What this task involves
Change "photo" to "image" in the lines of the records below, from the line containing "A point marks every instance of the blurred" through the end of the records, inclusive. Reproduce only those lines, with all else unchanged.

---------- Provided records ----------

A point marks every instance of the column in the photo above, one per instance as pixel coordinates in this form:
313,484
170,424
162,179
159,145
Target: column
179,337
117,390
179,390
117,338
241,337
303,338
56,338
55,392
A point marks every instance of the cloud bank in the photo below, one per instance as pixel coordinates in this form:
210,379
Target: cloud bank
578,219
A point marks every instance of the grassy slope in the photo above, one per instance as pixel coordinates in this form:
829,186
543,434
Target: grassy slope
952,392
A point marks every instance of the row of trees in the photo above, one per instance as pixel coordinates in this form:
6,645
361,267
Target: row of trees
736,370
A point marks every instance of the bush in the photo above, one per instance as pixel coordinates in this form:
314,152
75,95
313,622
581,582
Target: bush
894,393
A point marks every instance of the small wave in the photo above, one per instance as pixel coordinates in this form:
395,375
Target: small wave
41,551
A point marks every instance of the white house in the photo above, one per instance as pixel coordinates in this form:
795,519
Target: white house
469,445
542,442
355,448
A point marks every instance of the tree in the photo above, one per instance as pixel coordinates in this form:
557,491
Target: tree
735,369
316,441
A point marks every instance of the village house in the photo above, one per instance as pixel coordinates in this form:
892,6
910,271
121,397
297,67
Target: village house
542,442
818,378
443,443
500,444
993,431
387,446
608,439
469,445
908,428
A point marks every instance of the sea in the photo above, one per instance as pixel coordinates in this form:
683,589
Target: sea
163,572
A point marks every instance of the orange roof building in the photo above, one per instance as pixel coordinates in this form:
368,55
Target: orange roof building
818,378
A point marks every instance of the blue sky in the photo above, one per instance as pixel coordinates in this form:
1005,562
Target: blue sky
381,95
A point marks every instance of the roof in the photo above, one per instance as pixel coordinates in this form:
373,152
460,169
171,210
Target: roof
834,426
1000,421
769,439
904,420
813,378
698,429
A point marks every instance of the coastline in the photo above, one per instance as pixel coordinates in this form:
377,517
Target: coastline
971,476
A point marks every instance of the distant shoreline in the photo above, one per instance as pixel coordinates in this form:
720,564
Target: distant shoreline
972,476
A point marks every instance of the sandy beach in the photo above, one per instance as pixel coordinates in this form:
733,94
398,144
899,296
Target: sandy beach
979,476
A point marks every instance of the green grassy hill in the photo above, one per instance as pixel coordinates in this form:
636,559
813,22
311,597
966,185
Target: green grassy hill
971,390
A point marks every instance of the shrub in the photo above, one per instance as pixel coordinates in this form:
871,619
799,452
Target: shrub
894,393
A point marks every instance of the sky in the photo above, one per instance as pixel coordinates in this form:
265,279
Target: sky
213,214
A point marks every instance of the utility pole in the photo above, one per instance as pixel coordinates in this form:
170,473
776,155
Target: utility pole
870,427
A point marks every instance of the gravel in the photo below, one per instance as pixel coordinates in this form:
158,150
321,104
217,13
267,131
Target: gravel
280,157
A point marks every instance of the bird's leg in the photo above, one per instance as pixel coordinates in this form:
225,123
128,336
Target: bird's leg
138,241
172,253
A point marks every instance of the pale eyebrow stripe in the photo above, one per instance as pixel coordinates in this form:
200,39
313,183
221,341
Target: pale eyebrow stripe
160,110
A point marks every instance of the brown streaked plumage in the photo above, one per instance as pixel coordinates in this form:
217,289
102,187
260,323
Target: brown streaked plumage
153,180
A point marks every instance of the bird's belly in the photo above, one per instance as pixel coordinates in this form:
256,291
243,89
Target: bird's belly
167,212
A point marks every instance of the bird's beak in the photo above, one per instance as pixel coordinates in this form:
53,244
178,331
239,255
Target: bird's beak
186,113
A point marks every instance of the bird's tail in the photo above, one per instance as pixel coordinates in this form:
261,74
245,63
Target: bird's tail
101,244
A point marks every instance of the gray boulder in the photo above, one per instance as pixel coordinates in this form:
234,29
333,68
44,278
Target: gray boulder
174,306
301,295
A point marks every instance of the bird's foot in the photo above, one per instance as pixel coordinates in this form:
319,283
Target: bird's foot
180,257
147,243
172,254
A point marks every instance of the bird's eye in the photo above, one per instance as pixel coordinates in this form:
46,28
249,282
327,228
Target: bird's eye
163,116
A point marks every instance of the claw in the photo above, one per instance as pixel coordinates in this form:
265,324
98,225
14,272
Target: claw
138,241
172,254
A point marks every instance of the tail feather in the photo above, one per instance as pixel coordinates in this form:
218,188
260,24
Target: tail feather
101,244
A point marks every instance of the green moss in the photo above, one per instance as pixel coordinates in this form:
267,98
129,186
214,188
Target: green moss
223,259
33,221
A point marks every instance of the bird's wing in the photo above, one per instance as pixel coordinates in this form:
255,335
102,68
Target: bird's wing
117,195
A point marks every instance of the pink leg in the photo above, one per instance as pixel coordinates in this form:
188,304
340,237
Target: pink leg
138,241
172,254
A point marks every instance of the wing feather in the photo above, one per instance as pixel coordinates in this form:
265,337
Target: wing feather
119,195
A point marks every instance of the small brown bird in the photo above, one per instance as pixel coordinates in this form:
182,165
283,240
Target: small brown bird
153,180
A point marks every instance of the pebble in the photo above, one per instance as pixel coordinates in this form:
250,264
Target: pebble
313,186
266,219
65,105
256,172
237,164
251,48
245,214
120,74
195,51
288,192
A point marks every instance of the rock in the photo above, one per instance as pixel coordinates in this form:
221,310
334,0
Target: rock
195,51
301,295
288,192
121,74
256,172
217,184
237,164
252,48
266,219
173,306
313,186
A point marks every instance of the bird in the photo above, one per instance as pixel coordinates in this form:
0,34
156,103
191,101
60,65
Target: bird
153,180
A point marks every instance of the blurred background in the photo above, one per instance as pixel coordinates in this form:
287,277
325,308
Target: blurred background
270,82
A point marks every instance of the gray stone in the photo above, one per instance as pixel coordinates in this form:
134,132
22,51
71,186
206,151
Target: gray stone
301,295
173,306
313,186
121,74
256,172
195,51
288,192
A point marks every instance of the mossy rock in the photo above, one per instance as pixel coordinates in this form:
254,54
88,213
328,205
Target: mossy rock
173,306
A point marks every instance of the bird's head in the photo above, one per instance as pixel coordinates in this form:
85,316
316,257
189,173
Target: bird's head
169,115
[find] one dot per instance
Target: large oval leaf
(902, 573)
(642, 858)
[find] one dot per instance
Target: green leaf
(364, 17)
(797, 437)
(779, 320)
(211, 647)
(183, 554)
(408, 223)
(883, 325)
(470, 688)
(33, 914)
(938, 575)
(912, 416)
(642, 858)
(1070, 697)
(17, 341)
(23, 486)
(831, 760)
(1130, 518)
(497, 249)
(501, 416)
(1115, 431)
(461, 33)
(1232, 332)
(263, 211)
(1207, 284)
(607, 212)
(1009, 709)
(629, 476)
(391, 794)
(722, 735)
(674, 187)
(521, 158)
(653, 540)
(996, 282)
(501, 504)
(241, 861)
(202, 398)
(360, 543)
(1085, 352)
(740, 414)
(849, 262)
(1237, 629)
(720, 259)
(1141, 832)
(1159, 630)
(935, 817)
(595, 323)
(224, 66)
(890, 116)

----------

Answer to the problem
A point marks every instance of the blurred background in the image above, one per instance as pixel coordinates in this form:
287,277
325,308
Target: blurred background
270,82
A point marks every instance of the gray stone in the image above, one per instance as pixel coordinates in this form:
134,132
22,51
71,186
206,151
Target: gray stone
301,295
173,306
313,186
121,74
256,172
195,51
288,192
A point marks every instance of the mossy rock in the image above, one per instance as pixel coordinates in this form:
254,54
88,213
328,205
Target: mossy rock
173,306
A point marks every instance of the bird's head in the image above, one per instance as pixel coordinates in this form:
85,316
316,257
189,173
Target: bird's head
169,115
[find] one dot per instance
Target: large oval leaf
(902, 573)
(642, 858)
[find] one dot per instance
Target: green leaf
(364, 17)
(797, 437)
(779, 320)
(211, 647)
(183, 554)
(408, 223)
(883, 325)
(470, 688)
(33, 914)
(938, 575)
(912, 416)
(642, 858)
(1070, 697)
(17, 341)
(23, 486)
(831, 760)
(1130, 518)
(497, 249)
(501, 416)
(1115, 431)
(461, 33)
(1232, 332)
(263, 211)
(1207, 284)
(607, 212)
(1009, 709)
(629, 476)
(391, 794)
(722, 735)
(674, 187)
(521, 158)
(653, 540)
(996, 282)
(501, 504)
(241, 861)
(202, 398)
(360, 543)
(1085, 352)
(740, 414)
(849, 262)
(1237, 629)
(720, 259)
(1141, 832)
(1159, 630)
(935, 817)
(595, 323)
(224, 66)
(890, 116)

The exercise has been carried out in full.